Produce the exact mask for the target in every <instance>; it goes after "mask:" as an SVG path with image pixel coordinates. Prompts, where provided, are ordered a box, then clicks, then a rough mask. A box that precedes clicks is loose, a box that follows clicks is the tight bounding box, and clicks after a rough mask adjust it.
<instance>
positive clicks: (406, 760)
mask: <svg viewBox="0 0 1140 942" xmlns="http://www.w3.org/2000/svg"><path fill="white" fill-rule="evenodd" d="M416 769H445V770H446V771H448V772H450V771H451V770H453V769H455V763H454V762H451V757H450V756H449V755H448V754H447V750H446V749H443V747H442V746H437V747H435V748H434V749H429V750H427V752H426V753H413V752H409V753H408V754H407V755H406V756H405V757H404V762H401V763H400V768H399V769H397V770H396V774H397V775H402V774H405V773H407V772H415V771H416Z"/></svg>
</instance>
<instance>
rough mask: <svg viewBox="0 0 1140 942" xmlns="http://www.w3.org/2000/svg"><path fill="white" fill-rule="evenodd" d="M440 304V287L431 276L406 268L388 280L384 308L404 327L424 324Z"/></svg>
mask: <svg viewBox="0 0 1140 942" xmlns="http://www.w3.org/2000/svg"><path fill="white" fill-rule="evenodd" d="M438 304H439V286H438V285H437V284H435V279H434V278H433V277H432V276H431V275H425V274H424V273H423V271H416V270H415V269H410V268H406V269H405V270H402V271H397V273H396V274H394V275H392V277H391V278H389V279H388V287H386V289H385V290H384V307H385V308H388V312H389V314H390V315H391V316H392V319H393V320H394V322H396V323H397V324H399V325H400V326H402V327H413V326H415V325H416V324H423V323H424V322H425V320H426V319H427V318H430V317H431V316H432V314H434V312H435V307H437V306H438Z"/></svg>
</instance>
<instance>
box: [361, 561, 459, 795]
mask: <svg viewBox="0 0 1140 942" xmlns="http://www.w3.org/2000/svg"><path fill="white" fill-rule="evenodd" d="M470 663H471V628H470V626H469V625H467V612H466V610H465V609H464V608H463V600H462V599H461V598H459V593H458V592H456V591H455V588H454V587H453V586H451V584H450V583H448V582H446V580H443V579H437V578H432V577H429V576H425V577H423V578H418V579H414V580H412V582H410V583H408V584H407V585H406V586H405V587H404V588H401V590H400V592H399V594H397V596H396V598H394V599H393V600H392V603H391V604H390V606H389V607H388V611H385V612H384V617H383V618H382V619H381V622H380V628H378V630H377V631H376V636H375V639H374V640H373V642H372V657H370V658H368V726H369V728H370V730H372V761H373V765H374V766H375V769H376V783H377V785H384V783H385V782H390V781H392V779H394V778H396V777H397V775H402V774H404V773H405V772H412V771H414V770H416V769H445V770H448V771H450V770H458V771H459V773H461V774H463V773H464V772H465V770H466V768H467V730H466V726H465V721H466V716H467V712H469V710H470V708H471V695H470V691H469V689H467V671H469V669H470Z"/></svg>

================

> **Exercise brief**
Only the lines from the one with "rough mask: <svg" through the last line of the records belong in the answer, each copied exactly.

> **Result of the exercise**
rough mask: <svg viewBox="0 0 1140 942" xmlns="http://www.w3.org/2000/svg"><path fill="white" fill-rule="evenodd" d="M440 304V287L431 276L406 268L388 280L384 308L404 327L424 324Z"/></svg>
mask: <svg viewBox="0 0 1140 942" xmlns="http://www.w3.org/2000/svg"><path fill="white" fill-rule="evenodd" d="M438 304H439V286H438V285H437V284H435V279H434V278H433V277H432V276H431V275H425V274H424V273H423V271H416V270H415V269H410V268H406V269H405V270H402V271H397V273H396V274H394V275H392V277H391V278H389V279H388V287H386V289H385V290H384V307H385V308H388V312H389V314H390V315H391V316H392V319H393V320H394V322H396V323H397V324H399V325H400V326H402V327H413V326H415V325H416V324H423V323H424V322H425V320H426V319H427V318H430V317H431V316H432V314H434V312H435V307H437V306H438Z"/></svg>
</instance>
<instance>
box: [361, 561, 459, 795]
mask: <svg viewBox="0 0 1140 942" xmlns="http://www.w3.org/2000/svg"><path fill="white" fill-rule="evenodd" d="M470 663H471V628H470V626H469V625H467V612H466V610H465V609H464V608H463V600H462V599H461V598H459V593H458V592H456V591H455V588H454V587H453V586H451V584H450V583H448V582H446V580H443V579H437V578H432V577H429V576H425V577H423V578H418V579H414V580H412V582H410V583H408V584H407V585H406V586H405V587H404V588H401V590H400V592H399V594H397V596H396V598H394V599H393V600H392V603H391V604H390V606H389V607H388V611H385V612H384V617H383V618H382V619H381V622H380V628H378V630H377V631H376V636H375V639H374V640H373V642H372V657H370V658H368V726H369V728H370V730H372V761H373V765H374V766H375V769H376V783H377V785H384V783H385V782H390V781H392V779H394V778H396V777H397V775H402V774H404V773H405V772H412V771H414V770H416V769H445V770H448V771H450V770H458V771H459V773H461V774H463V773H464V772H465V770H466V768H467V730H466V726H465V721H466V716H467V712H469V710H470V708H471V695H470V691H469V689H467V671H469V669H470Z"/></svg>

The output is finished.